---- Provided information

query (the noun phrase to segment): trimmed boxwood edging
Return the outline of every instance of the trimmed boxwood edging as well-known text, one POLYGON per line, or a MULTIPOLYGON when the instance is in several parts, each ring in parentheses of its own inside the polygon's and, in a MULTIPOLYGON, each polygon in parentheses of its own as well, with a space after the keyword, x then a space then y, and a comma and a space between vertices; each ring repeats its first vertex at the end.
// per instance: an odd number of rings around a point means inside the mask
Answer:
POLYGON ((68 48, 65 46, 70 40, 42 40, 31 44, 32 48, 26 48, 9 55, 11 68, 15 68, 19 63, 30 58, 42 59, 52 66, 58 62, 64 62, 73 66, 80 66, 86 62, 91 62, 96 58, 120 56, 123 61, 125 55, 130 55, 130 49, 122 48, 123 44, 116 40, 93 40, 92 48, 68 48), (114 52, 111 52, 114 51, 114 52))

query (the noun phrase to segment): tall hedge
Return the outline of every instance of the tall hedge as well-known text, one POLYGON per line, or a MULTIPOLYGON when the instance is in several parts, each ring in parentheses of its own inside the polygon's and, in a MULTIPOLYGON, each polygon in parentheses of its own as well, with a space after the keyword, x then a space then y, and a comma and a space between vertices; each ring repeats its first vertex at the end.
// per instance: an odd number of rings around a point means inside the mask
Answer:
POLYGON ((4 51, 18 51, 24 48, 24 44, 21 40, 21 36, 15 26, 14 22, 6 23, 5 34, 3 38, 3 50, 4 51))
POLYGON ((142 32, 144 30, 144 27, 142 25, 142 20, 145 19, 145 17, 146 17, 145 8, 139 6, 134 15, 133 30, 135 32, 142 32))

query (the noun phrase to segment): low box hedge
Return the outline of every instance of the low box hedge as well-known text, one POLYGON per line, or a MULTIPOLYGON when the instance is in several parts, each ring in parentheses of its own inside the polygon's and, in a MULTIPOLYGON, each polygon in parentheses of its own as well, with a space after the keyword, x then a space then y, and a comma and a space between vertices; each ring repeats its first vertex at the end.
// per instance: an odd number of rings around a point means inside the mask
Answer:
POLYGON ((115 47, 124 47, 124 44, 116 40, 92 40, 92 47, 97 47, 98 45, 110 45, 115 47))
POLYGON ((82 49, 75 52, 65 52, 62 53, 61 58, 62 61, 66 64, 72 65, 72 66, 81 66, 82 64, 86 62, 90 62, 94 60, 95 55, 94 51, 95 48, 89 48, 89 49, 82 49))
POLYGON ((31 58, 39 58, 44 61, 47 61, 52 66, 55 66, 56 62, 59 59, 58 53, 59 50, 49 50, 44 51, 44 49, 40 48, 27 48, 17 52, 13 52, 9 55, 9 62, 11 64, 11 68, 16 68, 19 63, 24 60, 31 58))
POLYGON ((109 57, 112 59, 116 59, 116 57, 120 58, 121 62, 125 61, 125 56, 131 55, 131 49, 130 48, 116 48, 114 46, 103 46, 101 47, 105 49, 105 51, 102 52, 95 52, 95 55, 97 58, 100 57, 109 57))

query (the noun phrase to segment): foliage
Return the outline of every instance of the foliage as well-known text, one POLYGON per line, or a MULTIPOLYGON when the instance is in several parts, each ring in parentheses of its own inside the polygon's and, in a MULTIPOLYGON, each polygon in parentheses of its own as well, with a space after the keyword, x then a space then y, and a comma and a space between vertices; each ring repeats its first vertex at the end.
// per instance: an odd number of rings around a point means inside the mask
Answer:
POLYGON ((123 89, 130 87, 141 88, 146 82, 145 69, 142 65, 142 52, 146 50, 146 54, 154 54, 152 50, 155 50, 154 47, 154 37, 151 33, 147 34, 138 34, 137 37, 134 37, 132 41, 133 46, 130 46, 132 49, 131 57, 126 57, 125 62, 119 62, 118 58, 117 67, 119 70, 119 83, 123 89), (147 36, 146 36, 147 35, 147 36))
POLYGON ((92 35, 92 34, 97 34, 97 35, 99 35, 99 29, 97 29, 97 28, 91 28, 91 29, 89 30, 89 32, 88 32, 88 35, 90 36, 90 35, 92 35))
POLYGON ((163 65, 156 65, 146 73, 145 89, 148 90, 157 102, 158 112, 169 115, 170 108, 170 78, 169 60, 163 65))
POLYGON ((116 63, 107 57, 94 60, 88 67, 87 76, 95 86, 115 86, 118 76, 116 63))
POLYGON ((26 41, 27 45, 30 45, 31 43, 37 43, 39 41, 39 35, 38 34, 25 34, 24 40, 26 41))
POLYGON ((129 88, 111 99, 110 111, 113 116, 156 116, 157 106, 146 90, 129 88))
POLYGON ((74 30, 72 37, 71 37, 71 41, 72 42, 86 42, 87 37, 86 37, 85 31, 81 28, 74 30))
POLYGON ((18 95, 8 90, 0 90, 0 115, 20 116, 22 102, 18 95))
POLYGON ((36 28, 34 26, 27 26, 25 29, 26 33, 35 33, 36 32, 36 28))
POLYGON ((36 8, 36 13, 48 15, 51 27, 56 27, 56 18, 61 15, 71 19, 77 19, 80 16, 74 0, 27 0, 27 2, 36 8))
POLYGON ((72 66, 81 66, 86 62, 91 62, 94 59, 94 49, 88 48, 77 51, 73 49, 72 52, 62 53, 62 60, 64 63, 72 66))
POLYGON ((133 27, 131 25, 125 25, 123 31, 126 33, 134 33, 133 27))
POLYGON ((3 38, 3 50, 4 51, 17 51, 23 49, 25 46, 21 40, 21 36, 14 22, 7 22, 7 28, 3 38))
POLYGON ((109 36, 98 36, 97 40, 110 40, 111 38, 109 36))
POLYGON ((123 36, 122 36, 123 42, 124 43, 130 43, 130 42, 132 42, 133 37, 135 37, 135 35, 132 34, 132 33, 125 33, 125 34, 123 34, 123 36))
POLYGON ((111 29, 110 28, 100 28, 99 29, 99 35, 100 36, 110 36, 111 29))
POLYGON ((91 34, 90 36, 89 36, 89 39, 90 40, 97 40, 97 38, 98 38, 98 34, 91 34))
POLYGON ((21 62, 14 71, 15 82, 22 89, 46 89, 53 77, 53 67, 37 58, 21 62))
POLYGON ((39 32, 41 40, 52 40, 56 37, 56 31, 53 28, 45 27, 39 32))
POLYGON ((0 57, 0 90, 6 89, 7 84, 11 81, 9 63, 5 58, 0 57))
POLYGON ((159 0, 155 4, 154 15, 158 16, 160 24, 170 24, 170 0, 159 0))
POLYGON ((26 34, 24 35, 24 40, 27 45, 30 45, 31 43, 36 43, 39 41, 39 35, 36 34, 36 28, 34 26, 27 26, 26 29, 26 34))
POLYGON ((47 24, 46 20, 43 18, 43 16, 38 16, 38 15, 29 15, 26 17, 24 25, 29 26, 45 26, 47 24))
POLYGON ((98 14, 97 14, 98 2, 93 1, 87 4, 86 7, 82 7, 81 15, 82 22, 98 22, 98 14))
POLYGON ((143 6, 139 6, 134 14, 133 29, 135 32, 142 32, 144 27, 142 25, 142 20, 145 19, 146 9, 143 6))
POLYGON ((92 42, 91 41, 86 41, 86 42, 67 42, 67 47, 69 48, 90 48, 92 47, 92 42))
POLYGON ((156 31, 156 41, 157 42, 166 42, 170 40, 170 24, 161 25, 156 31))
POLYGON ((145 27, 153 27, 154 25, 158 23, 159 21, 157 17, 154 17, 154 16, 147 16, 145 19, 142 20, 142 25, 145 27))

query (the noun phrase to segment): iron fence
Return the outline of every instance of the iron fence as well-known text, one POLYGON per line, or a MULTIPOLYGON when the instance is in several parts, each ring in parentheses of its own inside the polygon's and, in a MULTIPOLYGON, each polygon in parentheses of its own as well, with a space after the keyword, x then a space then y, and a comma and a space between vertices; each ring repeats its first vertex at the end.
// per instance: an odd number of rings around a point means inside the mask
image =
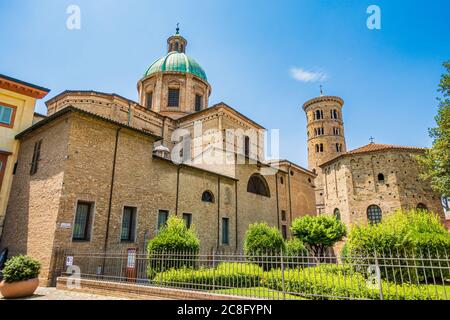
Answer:
POLYGON ((63 276, 257 299, 448 300, 442 252, 287 255, 242 252, 64 252, 63 276))

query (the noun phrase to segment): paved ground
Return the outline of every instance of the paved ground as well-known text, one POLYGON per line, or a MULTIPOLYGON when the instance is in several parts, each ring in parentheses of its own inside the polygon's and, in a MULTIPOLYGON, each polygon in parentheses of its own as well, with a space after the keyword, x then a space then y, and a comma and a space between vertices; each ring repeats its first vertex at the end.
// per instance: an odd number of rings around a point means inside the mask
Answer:
MULTIPOLYGON (((1 296, 0 300, 3 300, 1 296)), ((25 298, 24 300, 127 300, 127 299, 111 296, 101 296, 91 293, 56 290, 56 288, 38 288, 34 296, 25 298)))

--------

▶ Task goal
Filter the rows above down to every line that contains the string "query", treating uppercase and lowercase as different, and copy each matching line unchanged.

▶ Task response
query (the noun phrase to segment): trimmed boxwood edging
query (the noun phrase to segment): tall hedge
query (the noun phrase to segment): low box hedge
query (the noun phrase to segment): foliage
query (the noun phrase to segment): iron fence
query (the noun phrase to segment): paved ground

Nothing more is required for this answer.